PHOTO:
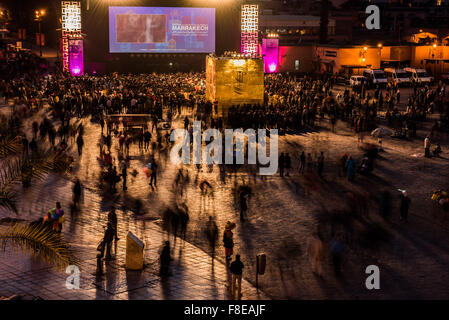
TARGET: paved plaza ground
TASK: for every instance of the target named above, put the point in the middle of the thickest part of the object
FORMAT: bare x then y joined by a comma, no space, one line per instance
283,213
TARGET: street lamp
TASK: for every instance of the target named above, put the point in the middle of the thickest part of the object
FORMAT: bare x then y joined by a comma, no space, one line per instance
38,15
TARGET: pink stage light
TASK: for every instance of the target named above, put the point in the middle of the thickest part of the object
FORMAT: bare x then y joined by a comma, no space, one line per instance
272,67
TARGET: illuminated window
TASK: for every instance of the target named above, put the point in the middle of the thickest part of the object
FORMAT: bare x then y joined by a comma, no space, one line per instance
71,27
250,28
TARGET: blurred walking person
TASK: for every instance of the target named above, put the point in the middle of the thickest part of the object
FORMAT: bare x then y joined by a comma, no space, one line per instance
236,270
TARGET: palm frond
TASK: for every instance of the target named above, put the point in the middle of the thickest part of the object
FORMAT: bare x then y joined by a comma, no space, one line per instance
8,146
40,241
8,199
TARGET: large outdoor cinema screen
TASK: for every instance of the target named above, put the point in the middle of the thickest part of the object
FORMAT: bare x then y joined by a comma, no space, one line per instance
161,30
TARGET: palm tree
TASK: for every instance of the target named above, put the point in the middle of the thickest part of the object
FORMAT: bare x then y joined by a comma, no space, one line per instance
16,167
38,240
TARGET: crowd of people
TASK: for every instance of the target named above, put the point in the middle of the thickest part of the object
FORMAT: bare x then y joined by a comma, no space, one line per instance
291,104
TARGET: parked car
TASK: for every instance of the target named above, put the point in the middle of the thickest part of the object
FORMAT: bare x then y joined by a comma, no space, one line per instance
400,76
419,75
356,80
375,77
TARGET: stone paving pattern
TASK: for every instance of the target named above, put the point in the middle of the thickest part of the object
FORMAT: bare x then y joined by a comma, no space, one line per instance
282,214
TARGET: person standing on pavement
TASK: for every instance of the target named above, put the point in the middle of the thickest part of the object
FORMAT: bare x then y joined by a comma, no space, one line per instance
237,270
316,254
243,205
405,203
212,234
165,259
228,241
309,162
76,192
124,176
80,143
427,147
320,164
288,164
147,139
25,144
107,241
153,177
281,164
302,162
58,218
337,247
112,219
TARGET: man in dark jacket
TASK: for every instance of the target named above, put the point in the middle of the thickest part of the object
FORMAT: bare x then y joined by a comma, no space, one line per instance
237,270
405,203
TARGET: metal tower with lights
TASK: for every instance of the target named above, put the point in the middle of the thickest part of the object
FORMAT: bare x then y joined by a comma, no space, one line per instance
250,29
72,38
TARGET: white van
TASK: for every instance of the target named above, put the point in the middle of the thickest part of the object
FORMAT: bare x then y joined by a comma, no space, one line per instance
375,76
419,75
397,75
356,81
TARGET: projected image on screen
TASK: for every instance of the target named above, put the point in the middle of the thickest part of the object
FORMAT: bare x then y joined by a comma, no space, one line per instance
156,29
141,28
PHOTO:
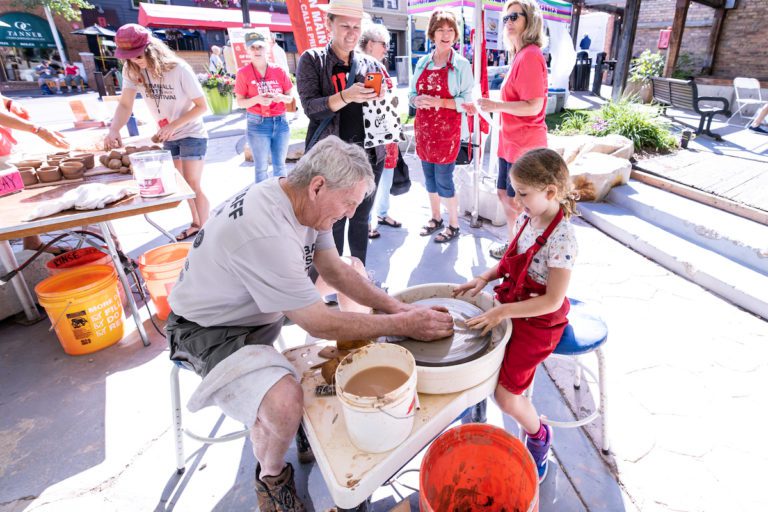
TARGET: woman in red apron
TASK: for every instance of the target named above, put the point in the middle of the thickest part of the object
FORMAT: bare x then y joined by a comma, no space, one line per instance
440,90
535,272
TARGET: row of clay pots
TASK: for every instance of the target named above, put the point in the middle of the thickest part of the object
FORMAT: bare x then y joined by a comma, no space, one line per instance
50,174
87,159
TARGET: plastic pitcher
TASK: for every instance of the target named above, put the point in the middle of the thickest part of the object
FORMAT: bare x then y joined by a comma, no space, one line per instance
154,172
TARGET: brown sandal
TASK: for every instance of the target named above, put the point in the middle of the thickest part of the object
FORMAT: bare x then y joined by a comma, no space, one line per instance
431,226
447,235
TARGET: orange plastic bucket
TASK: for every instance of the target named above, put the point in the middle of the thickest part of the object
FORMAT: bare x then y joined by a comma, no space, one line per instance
478,467
160,268
80,258
84,307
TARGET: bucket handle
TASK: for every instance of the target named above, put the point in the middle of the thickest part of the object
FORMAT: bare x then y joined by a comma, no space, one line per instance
416,407
53,326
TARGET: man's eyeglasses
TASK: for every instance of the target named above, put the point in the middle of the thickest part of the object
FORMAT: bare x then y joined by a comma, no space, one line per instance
512,17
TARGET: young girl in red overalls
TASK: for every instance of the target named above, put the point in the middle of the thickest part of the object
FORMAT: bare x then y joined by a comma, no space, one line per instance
535,272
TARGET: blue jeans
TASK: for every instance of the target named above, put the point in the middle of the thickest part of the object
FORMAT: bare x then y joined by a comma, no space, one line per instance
381,204
438,178
265,135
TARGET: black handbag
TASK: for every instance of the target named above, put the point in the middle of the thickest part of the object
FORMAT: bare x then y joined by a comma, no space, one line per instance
401,180
466,148
465,153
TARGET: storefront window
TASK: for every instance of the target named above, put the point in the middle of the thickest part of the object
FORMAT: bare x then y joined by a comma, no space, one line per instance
135,3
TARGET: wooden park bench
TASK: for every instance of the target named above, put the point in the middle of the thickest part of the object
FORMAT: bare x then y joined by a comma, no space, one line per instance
684,94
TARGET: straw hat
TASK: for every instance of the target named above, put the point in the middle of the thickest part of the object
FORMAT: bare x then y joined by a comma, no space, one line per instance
351,8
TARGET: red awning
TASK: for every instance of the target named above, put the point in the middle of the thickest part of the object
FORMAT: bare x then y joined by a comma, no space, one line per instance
191,17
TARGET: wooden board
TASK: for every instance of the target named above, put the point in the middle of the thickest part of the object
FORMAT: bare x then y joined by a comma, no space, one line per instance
54,183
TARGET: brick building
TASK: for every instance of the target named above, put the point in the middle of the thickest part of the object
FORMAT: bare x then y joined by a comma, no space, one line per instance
28,39
740,50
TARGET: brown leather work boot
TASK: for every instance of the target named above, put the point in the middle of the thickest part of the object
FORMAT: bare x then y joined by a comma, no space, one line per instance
278,493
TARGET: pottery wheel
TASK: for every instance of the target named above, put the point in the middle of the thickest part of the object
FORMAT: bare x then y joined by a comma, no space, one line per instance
465,344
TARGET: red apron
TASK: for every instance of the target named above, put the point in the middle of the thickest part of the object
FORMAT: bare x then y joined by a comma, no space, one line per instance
438,131
533,339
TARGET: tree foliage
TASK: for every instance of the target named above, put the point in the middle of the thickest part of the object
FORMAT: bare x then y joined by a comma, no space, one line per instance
68,9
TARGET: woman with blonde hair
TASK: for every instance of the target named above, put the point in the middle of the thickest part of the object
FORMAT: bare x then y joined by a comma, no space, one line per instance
175,99
523,99
441,91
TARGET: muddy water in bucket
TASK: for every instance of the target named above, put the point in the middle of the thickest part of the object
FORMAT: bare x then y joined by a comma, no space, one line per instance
377,422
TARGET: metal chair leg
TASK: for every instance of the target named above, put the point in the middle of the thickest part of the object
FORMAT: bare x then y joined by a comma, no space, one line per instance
603,384
176,413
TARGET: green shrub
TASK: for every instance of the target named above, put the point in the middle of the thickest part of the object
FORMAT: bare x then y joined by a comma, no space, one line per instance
642,124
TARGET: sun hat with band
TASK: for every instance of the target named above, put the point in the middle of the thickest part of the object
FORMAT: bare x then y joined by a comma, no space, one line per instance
255,39
131,40
351,8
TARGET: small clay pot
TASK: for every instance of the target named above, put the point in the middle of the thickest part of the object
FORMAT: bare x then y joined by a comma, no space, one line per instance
73,175
49,174
28,176
29,163
86,158
72,163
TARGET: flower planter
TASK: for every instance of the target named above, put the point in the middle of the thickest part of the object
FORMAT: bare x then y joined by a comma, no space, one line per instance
220,104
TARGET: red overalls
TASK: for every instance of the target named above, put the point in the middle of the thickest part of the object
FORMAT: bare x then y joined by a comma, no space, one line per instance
533,339
438,131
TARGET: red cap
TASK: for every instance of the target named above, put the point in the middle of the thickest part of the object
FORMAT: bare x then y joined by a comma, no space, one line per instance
131,40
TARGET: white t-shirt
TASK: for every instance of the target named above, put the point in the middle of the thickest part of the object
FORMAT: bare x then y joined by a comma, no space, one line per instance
559,252
249,263
171,97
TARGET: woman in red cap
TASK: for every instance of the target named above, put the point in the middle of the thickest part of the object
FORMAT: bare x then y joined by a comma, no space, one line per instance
175,98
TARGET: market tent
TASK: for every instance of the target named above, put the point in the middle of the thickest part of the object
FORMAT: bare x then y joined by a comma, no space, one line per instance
158,15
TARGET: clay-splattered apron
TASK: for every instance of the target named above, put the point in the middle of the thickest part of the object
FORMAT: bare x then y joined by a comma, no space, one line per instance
438,131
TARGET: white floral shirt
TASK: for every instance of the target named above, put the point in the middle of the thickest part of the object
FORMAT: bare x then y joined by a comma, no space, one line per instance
559,252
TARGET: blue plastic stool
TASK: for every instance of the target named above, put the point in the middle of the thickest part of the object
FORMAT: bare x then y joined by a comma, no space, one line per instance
179,431
586,333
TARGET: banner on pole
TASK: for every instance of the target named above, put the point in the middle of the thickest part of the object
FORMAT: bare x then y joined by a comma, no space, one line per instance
239,39
553,10
308,23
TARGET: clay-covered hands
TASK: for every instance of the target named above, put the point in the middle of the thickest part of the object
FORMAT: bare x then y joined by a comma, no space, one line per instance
164,133
428,324
53,138
472,287
112,140
487,105
487,320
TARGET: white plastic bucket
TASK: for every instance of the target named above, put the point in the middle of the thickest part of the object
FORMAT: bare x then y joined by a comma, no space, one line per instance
154,172
378,424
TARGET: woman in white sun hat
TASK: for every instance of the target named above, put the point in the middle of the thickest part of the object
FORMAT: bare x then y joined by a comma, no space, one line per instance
332,94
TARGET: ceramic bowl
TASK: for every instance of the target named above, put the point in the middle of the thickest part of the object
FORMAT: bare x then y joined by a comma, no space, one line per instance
72,164
49,174
28,176
29,163
70,174
86,158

★ ★ ★ ★

#### Prompt:
Reproduce the listing from the line with "TARGET: ceramic bowl" through its final line, substituting "widest part" for "thickest part" and changing nothing else.

#### Solution to the problem:
TARGET: ceramic bowl
TASK: for every instance of the target named above, put the point in the middle of the widest part of the object
FORMAT: bare x then y joined by a comma, no space, one line per instance
72,164
49,174
28,176
29,163
70,174
86,158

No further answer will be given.